= The task =
Reproduce all of the data below word for word, keeping every line unchanged.
* * *
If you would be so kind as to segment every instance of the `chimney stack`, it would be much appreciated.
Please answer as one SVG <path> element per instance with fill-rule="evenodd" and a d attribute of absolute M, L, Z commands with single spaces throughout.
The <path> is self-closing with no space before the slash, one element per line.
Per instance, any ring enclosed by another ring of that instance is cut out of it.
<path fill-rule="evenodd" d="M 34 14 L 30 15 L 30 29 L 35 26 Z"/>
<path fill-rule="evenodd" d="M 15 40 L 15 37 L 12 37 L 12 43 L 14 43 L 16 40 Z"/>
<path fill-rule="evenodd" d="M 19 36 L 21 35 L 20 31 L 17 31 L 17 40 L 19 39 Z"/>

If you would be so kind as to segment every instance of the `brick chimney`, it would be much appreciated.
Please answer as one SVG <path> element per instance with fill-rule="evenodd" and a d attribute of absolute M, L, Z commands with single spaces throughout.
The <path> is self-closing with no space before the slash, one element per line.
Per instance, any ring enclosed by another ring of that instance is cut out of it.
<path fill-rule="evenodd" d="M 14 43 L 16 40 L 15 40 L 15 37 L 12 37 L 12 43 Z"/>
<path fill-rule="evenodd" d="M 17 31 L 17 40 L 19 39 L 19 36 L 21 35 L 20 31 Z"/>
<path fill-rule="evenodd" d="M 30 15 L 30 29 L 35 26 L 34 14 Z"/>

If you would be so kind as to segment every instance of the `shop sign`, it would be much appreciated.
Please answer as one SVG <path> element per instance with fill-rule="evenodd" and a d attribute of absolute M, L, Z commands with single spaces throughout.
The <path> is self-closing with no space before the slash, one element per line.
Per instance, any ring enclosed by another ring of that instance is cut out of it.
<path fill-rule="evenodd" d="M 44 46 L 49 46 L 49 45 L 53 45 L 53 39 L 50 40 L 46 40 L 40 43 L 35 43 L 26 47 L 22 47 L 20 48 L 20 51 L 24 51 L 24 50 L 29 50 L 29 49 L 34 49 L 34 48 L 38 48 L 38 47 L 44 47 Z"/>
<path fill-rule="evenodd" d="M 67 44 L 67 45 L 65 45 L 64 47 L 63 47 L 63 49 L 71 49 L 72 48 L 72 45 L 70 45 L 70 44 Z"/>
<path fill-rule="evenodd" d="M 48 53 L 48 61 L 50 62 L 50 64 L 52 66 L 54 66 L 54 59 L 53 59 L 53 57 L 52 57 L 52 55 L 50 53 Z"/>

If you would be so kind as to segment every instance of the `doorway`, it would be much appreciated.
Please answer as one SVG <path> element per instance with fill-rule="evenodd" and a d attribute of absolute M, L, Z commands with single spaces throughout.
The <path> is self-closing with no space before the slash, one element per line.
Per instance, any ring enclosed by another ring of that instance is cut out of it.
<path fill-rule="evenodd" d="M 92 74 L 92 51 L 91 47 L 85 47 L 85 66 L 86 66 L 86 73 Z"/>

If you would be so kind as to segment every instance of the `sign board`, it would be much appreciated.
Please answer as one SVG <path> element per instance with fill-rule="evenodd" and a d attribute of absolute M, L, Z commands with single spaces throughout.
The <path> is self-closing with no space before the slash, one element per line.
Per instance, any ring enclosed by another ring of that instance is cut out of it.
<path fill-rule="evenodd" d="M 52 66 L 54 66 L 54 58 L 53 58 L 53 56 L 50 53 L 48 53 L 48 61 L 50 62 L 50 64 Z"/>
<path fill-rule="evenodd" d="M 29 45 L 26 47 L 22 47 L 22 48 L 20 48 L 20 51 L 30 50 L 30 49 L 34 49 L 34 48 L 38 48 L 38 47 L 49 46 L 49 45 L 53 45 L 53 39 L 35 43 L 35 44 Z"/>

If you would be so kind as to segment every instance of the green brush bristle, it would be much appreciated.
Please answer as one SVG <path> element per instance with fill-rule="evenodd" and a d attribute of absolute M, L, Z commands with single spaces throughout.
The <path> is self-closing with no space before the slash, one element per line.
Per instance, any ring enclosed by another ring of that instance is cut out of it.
* * *
= Exercise answer =
If you would be so kind as to segment every instance of the `chimney stack`, it would be much appreciated.
Please answer as one SVG <path> element per instance with fill-rule="evenodd" and a d attribute of absolute M, L, Z commands with single spaces throughout.
The <path> is self-closing with no space before the slash, one element per line.
Per instance, any ring enclosed by another ring of that instance is cut out of it.
<path fill-rule="evenodd" d="M 34 14 L 30 15 L 30 29 L 35 26 Z"/>
<path fill-rule="evenodd" d="M 15 40 L 15 37 L 12 37 L 12 43 L 14 43 L 16 40 Z"/>
<path fill-rule="evenodd" d="M 19 36 L 21 35 L 20 31 L 17 31 L 17 40 L 19 39 Z"/>

If you would be so kind as to segment every instance of the `brick chimney`, it would be much appreciated.
Please answer as one SVG <path> element per instance with fill-rule="evenodd" and a d attribute of absolute M, L, Z commands with single spaces throughout.
The <path> is self-closing with no space before the slash, one element per line.
Per instance, any ring enclosed by another ring of that instance is cut out of it.
<path fill-rule="evenodd" d="M 14 43 L 16 40 L 15 40 L 15 37 L 12 37 L 12 43 Z"/>
<path fill-rule="evenodd" d="M 17 31 L 17 40 L 19 39 L 19 36 L 21 35 L 20 31 Z"/>
<path fill-rule="evenodd" d="M 30 15 L 30 29 L 35 26 L 34 14 Z"/>

If you would be so kind as to segment every instance of the `shop sign`, it would be much appreciated.
Please answer as one SVG <path> element per instance with fill-rule="evenodd" and a d attribute of absolute M, L, Z commands with single spaces throughout.
The <path> is self-closing with no space before the slash, one element per line.
Per instance, any ring enclosed by another ring of that instance is cut out of it.
<path fill-rule="evenodd" d="M 44 46 L 49 46 L 49 45 L 53 45 L 53 39 L 50 40 L 46 40 L 40 43 L 35 43 L 26 47 L 22 47 L 20 48 L 20 51 L 24 51 L 24 50 L 29 50 L 29 49 L 34 49 L 34 48 L 38 48 L 38 47 L 44 47 Z"/>
<path fill-rule="evenodd" d="M 67 44 L 67 45 L 65 45 L 64 47 L 63 47 L 63 49 L 71 49 L 72 48 L 72 45 L 70 45 L 70 44 Z"/>
<path fill-rule="evenodd" d="M 48 53 L 48 61 L 50 62 L 50 64 L 52 66 L 54 66 L 54 59 L 53 59 L 53 57 L 52 57 L 52 55 L 50 53 Z"/>

If you would be so kind as to segment every instance of the `doorway`, it would be much appreciated.
Please answer as one SVG <path> element per instance with fill-rule="evenodd" and a d attribute of absolute M, L, Z commands with single spaces throughout.
The <path> is self-closing with no space before the slash, one element per line.
Per instance, any ring enclosed by another ring of that instance is cut out of it.
<path fill-rule="evenodd" d="M 92 74 L 92 51 L 91 47 L 85 47 L 85 66 L 86 66 L 86 73 Z"/>

If you would be so kind as to segment every instance of the `sign board`, it would be much appreciated.
Please answer as one SVG <path> element per instance with fill-rule="evenodd" and a d attribute of absolute M, L, Z commands with single spaces throughout.
The <path> is self-closing with no space before the slash, one element per line.
Per instance, any ring enclosed by another ring of that instance is cut out of it.
<path fill-rule="evenodd" d="M 52 66 L 54 66 L 54 58 L 53 58 L 53 56 L 50 53 L 48 53 L 48 61 L 50 62 L 50 64 Z"/>
<path fill-rule="evenodd" d="M 29 45 L 26 47 L 22 47 L 22 48 L 20 48 L 20 51 L 30 50 L 30 49 L 34 49 L 34 48 L 38 48 L 38 47 L 49 46 L 49 45 L 53 45 L 53 39 L 35 43 L 35 44 Z"/>

If you would be so kind as to segment every instance of the green brush bristle, it would be much appreciated.
Please answer as one SVG <path> element per instance with fill-rule="evenodd" and a d attribute of absolute M, L, Z commands with single spaces throughout.
The <path> is self-closing with no space before the slash, one element per line.
Per instance, any ring enclosed by another ring of that instance is cut out of it.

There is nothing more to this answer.